Exercise task | Rewrite every line of the records below as a numbered list, skipping blank lines and leaving out the pictures.

— begin Exercise input —

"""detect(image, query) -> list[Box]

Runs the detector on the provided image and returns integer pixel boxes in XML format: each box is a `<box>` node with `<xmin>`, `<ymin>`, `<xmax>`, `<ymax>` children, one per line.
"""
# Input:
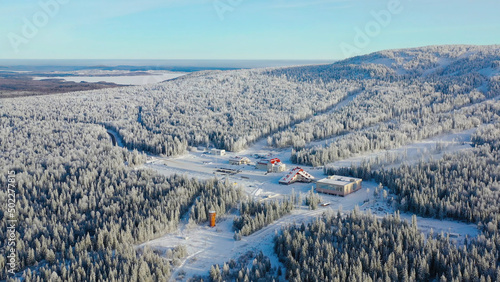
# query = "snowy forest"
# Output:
<box><xmin>0</xmin><ymin>46</ymin><xmax>500</xmax><ymax>281</ymax></box>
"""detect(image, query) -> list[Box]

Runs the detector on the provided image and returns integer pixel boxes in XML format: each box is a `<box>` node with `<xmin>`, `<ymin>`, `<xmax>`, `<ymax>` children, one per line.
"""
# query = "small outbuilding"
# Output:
<box><xmin>210</xmin><ymin>149</ymin><xmax>226</xmax><ymax>156</ymax></box>
<box><xmin>316</xmin><ymin>175</ymin><xmax>363</xmax><ymax>197</ymax></box>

— end Exercise input —

Result for this task |
1. """detect(image, query) -> list[Box]
2. Runs the detector on the provided image and returns integer pixel boxes in XML format: each box is a `<box>` node with `<xmin>`, `<ymin>`, `<xmax>`, `<ymax>` children, one per line.
3. """
4. # Input:
5. # query = "snowy forest"
6. # Output:
7. <box><xmin>0</xmin><ymin>46</ymin><xmax>500</xmax><ymax>281</ymax></box>
8. """detect(image, query) -> list[Box]
9. Runs the detector on the provided image and returns integer pixel boxes in XML format: each box is a `<box>` node with `<xmin>`, `<ymin>`, `<xmax>`, `<ymax>` children, one per line.
10. """
11. # query = "small outbuilding"
12. # Output:
13. <box><xmin>210</xmin><ymin>149</ymin><xmax>226</xmax><ymax>156</ymax></box>
14. <box><xmin>316</xmin><ymin>175</ymin><xmax>363</xmax><ymax>197</ymax></box>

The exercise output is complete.